SEITENAUSZUG -
Nicht allen Unternehmen fällt es leicht, mit diesem Paradigmenwechsel Schritt zu halten. Schließlich müssen sie nicht nur ihre IT an die Entwicklung anpassen – allein diese Maßnahme ähnelt einem technologischen und finanziellen Kraftakt. Genauso essenziell ist es, ein neues Mindset zu schaffen, das nicht nur Kundenzentriertheit, sondern gleich Kundenbesessenheit in den Mittelpunkt stellt.

Die Gefahr der Kannibalisierung von neu und alt ist groß, das feine Austarieren der bisherigen, bequemen Exploitation und der anstehenden, ungewissen Exploration schwierig. Aber es hilft nichts: Wer nicht bereit ist, diese Schritte zu gehen, wird weder die nötige Customer Experience aufbauen, noch sich lange am Markt halten können.

Nicht erst seit der Pandemie wissen wir, dass Deutschland, seine Behörden und Organisationen wahrlich keine Vorreiter der Digitalisierung sind – und der viel zitierte Föderalismus ist nicht daran schuld. Immer wieder begegnet einem das Bonmot "Digitale Transformation beginnt mit dem TÜV".

AUFGABENSTELLUNG -
1 – Gib aus dem Text über digitale Transformation die Stelle wortgetreu wieder, die bei "Nicht allen Unternehmen" beginnt und bei "Markt halten können." endet.
2 – Setze den Text über digitale Transformation im Anschluss an seinen letzten Satz fort.

[Datenauszüge]

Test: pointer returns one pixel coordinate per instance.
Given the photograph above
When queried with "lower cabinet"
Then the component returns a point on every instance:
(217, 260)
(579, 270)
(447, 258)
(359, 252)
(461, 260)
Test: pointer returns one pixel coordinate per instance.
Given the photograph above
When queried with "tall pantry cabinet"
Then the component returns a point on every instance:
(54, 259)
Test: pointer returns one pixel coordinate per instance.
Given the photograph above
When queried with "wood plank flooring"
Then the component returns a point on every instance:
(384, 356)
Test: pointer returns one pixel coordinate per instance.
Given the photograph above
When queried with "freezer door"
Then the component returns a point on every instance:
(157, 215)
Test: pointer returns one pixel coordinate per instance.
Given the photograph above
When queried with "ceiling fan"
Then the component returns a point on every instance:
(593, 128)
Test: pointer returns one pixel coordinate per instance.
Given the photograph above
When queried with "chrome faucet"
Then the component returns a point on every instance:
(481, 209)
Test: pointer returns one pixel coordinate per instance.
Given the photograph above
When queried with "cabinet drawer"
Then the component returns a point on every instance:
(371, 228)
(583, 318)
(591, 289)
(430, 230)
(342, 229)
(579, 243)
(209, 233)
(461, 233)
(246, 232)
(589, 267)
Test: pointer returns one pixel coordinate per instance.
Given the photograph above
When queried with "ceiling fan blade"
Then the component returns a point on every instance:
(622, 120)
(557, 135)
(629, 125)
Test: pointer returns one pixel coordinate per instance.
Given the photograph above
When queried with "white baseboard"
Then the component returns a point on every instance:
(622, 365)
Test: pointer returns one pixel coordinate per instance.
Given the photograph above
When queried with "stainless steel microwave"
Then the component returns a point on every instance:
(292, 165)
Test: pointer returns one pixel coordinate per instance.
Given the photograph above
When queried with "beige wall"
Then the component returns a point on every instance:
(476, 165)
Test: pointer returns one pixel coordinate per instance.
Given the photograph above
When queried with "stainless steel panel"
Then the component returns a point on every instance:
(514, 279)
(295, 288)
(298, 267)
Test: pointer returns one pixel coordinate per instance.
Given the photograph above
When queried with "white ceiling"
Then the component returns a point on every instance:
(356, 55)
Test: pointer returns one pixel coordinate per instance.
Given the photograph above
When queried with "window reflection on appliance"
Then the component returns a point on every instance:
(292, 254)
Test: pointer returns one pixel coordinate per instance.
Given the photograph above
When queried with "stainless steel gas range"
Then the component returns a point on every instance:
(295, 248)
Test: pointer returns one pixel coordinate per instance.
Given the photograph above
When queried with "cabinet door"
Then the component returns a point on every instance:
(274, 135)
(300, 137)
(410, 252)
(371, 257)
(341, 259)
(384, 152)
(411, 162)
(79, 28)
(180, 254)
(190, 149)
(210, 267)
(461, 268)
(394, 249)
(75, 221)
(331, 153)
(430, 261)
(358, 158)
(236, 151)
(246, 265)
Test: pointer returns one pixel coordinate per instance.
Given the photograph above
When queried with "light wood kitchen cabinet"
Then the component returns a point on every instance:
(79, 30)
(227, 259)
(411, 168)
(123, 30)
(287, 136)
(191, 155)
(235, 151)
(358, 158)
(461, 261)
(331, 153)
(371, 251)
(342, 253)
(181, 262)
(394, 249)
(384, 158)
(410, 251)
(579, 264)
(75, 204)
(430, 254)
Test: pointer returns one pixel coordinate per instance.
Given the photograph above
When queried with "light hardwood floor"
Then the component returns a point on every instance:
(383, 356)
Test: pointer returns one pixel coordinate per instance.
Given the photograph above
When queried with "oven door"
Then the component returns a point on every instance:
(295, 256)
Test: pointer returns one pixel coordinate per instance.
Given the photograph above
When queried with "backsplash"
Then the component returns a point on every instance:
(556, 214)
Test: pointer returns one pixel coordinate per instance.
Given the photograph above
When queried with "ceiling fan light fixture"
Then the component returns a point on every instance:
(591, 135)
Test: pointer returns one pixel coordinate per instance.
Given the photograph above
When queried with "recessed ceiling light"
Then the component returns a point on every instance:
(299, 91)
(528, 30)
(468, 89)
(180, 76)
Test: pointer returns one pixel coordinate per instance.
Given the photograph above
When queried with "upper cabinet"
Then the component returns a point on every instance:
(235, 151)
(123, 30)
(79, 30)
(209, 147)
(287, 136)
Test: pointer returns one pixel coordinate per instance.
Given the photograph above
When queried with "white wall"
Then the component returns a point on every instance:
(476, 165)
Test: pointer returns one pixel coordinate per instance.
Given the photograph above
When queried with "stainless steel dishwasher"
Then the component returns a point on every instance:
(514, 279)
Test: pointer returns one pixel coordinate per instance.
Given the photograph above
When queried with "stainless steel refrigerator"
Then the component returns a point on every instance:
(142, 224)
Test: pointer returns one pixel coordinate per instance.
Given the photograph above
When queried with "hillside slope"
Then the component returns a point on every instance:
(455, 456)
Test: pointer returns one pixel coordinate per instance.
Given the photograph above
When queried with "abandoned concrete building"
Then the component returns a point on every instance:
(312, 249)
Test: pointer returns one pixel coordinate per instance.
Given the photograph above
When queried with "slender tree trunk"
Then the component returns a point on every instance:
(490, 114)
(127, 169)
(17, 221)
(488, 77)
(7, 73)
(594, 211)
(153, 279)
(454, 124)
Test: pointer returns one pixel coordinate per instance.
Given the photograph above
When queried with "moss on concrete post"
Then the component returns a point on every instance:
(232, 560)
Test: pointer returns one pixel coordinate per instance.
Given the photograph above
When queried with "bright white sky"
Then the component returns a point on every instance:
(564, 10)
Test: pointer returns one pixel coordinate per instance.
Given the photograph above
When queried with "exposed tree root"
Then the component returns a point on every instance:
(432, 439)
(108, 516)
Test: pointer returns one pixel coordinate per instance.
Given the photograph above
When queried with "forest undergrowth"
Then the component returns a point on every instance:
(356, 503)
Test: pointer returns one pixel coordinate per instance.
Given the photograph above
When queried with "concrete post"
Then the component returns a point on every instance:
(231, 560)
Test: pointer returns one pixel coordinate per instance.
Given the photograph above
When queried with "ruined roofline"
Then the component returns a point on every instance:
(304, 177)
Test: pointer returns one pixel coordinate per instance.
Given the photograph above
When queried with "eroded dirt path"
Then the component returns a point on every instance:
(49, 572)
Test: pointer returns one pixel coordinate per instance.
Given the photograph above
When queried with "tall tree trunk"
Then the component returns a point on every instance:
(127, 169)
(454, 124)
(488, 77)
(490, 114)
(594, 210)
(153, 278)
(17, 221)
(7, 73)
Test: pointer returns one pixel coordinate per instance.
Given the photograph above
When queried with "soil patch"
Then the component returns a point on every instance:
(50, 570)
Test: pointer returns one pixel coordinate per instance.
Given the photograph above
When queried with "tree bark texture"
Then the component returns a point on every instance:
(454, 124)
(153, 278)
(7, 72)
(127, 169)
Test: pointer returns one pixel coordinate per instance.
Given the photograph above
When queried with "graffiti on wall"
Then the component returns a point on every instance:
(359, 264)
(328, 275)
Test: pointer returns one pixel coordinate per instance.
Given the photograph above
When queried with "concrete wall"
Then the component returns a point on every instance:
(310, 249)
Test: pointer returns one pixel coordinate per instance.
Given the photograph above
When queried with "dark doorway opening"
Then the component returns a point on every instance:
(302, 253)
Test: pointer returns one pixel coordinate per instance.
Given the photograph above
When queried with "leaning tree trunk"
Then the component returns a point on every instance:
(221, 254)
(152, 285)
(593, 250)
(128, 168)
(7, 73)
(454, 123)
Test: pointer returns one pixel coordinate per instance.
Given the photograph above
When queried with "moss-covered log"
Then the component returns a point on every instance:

LÖSUNGEN -
1 –
Nicht allen Unternehmen fällt es leicht, mit diesem Paradigmenwechsel Schritt zu halten. Schließlich müssen sie nicht nur ihre IT an die Entwicklung anpassen – allein diese Maßnahme ähnelt einem technologischen und finanziellen Kraftakt. Genauso essenziell ist es, ein neues Mindset zu schaffen, das nicht nur Kundenzentriertheit, sondern gleich Kundenbesessenheit in den Mittelpunkt stellt.

Die Gefahr der Kannibalisierung von neu und alt ist groß, das feine Austarieren der bisherigen, bequemen Exploitation und der anstehenden, ungewissen Exploration schwierig. Aber es hilft nichts: Wer nicht bereit ist, diese Schritte zu gehen, wird weder die nötige Customer Experience aufbauen, noch sich lange am Markt halten können.

2 –
Es verleitet zum Schmunzeln, beschreibt aber durchaus zutreffend die kulturell bedingte Zurückhaltung der Manager und ITler in diesem Land. Andere Länder sind viel weiter, weil deren Entscheider pragmatischer und mutiger sind – egal, ob sie B2C- oder B2B-Märkte bedienen.

Der deutsche Mittelstand, überdurchschnittlich geplagt durch knappe Budgets und fehlende Personalressourcen in der IT, hat noch öfter das Nachsehen. Gerade im Bereich der Digital Experience (DX), die angesichts der stärkeren Fokussierung auf den Kunden einen immer größeren Raum innerhalb der Digitalen Transformation einnimmt, halten sich kleine und mittlere Unternehmen erschreckend oft zurück.

Kein Wunder: Konventionelle DX-Plattformen, die, um einen tatsächlichen Impact zu haben, aus einer Vielzahl von Lösungen wie CMS, E-Commerce, Asset Management, CRM oder MDM zusammengestellt sein sollten, sind manchmal behäbig, oft überdimensioniert und lassen sich nicht immer nahtlos in die bestehende IT-Landschaft integrieren. Damit sprengen sie meist die Budgetvorstellungen und den geplanten zeitlichen Aufwand der Unternehmen.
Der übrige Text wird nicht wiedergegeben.